:: ページ本文
講座の中には,いくつかの歴史的名機が顔をのぞかせます。
アナログの名機,デジタルの名機・・・
読んでいるみなさんが,具体的なイメージを持てるようにと,少し詳しく紹介します。
1986年に登場した,初代のLA音源シンセサイザです。それまでアナログシンセかFM音源かという選択肢の中で,ついに登場したDX7の対抗馬でした。
アナログシンセを徹頭徹尾デジタル化した線形演算による合成,PCM片との組み合わせによって自然界のリアルな音から人工的な音までをカバーするハイブリッドシステム,音場までも音色の一部と考えたイコライザ/リバーブの内蔵など,明らかにこれまでのシンセサイザとは違う音と思想がそこにありました。
ローランドはこれまで,主にアナログシンセを作ってきましたが,この製品を期に完全にデジタルシンセのメーカーとなっていきます。
(写真はD-20)
D-50の後を受けて,1987年に登場した廉価版のLA音源シンセサイザです。当時は,25万円クラスがプロユース,16万円クラスがアマチュア用としてはっきりと世界が違っていました。
D-10/D-20が出るまでは,このクラスの製品にはJUNOがあったのですが,ヤマハなど廉価版へのFM音源の展開によって,すでに陳腐化した存在となっていました。
D-10/D-20はD-50のようなライブパフォーマンスを目的としたシンセと言うよりは,MIDIで接続したミュージックシステムの核となるようなコンセプトがあり,今で言うDTMをターゲットにしたものでした。32個のパーシャルを8chのMIDIに自動的にアサインするDynamic Voice Allocationなど,今は当たり前になっている機能が真っ先に搭載されています。
D-20はミュージックワークステーションを具体化した最初の製品でもあり,8トラックのシーケンサーと当時はまだ高価だったフロッピーディスクを持ち,D-10にも用意されたリズムトラックと併せてそれ1台でアンサンブルを完結させることができました。
音質は,MT-32のそれに近く,PCM片もD-50とはクオリティも低いため,ライブでは使用に耐えないシンセだと思います。余談ですが,D-20は私の最初の愛機でした。
::::
演習課題:
1 – 名機紹介の文章によると、D-20のシーケンサーは何トラックですか。
2 – 名機紹介の文章から、「D-20はミュージックワーク」を含む語句で始め、「20は私の最初の愛機でした。」の後で終わる部分をそのまま抜き出してください。
この後に続く記録は使わなくてよい。
:: 生の記録
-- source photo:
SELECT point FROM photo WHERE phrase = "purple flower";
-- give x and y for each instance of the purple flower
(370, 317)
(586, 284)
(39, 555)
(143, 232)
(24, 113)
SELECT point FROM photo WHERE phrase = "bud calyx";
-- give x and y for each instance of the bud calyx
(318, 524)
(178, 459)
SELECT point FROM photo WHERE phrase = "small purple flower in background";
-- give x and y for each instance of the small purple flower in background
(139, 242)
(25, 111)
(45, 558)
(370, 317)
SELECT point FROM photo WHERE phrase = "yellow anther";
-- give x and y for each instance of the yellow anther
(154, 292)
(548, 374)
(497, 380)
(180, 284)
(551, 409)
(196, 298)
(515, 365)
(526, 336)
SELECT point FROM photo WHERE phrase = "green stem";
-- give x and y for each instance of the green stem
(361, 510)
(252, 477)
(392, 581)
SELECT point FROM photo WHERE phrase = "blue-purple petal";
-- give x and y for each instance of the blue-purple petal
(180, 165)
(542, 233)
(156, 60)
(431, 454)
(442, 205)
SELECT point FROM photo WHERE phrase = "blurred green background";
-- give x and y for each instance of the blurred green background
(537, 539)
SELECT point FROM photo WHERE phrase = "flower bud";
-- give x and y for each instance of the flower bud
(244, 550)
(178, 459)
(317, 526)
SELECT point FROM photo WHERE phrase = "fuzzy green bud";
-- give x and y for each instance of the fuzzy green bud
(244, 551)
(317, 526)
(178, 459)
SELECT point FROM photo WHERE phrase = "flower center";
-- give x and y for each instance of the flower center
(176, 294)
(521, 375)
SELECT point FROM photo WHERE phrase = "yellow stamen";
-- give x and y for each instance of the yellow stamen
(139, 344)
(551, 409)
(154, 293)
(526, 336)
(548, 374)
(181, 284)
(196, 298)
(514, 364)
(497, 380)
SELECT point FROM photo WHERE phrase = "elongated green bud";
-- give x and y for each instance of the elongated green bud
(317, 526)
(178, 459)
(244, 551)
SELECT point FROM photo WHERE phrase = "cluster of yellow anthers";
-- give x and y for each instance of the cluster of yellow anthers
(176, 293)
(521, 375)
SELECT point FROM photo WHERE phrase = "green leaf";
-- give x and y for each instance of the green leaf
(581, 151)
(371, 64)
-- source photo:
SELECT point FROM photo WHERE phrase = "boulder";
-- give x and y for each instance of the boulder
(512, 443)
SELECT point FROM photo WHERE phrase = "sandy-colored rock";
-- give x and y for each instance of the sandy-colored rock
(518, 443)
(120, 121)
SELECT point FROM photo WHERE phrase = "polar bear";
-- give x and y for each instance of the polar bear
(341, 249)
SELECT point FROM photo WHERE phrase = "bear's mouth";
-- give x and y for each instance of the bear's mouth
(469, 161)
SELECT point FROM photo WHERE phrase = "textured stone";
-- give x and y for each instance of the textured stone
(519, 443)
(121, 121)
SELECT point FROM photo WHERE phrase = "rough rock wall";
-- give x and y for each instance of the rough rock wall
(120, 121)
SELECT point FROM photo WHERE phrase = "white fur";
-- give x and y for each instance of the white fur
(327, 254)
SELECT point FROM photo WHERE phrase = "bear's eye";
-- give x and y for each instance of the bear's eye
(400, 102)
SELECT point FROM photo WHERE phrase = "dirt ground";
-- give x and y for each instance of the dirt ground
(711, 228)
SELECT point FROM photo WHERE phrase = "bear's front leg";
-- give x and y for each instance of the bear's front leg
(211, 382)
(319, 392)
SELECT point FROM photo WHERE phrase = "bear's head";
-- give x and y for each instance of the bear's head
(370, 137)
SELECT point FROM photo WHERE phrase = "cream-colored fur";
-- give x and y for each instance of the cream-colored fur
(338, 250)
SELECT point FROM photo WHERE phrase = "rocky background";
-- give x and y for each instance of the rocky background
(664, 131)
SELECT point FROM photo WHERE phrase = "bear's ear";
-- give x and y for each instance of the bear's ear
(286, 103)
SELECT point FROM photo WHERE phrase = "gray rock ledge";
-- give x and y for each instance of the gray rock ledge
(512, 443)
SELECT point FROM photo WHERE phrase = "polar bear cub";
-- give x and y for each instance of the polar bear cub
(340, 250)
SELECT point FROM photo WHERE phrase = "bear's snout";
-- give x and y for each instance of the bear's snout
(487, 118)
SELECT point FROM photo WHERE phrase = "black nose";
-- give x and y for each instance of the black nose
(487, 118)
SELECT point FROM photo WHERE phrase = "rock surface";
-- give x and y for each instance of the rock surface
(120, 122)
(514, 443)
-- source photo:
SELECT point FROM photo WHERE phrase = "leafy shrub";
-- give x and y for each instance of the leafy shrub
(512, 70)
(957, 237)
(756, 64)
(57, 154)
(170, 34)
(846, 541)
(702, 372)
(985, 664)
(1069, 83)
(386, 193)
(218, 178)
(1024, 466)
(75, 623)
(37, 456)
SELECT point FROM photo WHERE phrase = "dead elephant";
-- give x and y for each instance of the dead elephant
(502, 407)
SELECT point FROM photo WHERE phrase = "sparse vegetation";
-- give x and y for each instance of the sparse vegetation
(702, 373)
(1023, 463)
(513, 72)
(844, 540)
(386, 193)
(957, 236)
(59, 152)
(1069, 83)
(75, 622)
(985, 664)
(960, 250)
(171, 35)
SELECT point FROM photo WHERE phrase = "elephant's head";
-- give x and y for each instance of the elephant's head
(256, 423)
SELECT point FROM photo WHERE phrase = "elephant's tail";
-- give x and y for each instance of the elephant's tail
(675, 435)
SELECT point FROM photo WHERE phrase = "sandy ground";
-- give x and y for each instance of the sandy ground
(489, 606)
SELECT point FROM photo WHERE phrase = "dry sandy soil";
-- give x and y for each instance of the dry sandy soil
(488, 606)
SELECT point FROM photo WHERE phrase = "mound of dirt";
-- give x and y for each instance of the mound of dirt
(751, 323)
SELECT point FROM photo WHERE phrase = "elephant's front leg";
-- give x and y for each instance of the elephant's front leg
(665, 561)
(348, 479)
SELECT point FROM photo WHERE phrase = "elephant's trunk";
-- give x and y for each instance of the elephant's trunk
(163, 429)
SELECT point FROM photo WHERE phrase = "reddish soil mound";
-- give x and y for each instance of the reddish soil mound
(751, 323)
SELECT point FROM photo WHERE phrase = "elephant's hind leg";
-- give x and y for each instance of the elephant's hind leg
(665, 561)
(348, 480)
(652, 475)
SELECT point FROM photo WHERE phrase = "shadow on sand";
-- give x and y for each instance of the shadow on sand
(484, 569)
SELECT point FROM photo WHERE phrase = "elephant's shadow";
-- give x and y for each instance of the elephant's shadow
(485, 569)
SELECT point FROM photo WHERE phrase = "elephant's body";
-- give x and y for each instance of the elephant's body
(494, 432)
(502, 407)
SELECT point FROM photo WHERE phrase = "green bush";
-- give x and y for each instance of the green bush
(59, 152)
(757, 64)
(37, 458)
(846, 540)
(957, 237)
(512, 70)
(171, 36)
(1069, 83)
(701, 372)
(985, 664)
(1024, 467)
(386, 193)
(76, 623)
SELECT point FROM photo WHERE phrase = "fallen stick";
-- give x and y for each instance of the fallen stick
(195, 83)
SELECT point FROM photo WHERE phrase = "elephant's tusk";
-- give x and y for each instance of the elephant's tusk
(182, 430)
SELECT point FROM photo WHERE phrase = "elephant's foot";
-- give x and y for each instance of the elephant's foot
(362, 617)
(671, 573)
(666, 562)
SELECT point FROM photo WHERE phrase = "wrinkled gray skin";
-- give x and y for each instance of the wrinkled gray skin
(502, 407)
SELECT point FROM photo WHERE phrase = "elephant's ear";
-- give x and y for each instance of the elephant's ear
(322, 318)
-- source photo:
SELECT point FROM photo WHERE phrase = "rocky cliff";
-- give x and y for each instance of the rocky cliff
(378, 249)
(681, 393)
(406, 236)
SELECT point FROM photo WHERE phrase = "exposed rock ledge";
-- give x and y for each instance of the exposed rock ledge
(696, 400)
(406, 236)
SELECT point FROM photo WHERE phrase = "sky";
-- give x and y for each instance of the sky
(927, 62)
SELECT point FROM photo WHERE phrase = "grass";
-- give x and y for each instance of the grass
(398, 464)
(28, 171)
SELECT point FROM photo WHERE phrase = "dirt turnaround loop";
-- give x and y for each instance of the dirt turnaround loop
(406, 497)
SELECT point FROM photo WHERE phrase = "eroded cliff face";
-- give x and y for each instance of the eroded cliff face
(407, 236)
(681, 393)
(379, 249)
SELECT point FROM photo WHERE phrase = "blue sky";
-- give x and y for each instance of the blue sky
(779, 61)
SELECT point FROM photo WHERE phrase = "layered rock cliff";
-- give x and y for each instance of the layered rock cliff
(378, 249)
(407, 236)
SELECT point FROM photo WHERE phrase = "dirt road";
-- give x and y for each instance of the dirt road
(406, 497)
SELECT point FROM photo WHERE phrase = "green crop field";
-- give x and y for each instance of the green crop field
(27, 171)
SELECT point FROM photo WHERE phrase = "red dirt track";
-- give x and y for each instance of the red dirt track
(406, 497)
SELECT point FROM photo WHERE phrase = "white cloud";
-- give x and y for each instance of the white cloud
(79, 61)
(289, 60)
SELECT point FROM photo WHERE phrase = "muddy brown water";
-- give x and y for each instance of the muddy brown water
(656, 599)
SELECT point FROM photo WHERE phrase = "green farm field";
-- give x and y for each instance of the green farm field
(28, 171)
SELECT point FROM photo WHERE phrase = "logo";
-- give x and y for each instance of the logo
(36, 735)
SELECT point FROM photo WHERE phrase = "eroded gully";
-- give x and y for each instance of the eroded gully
::::
課題の解答:
1 – 8トラックです。

2 –
D-20はミュージックワークステーションを具体化した最初の製品でもあり,8トラックのシーケンサーと当時はまだ高価だったフロッピーディスクを持ち,D-10にも用意されたリズムトラックと併せてそれ1台でアンサンブルを完結させることができました。
音質は,MT-32のそれに近く,PCM片もD-50とはクオリティも低いため,ライブでは使用に耐えないシンセだと思います。余談ですが,D-20は私の最初の愛機でした。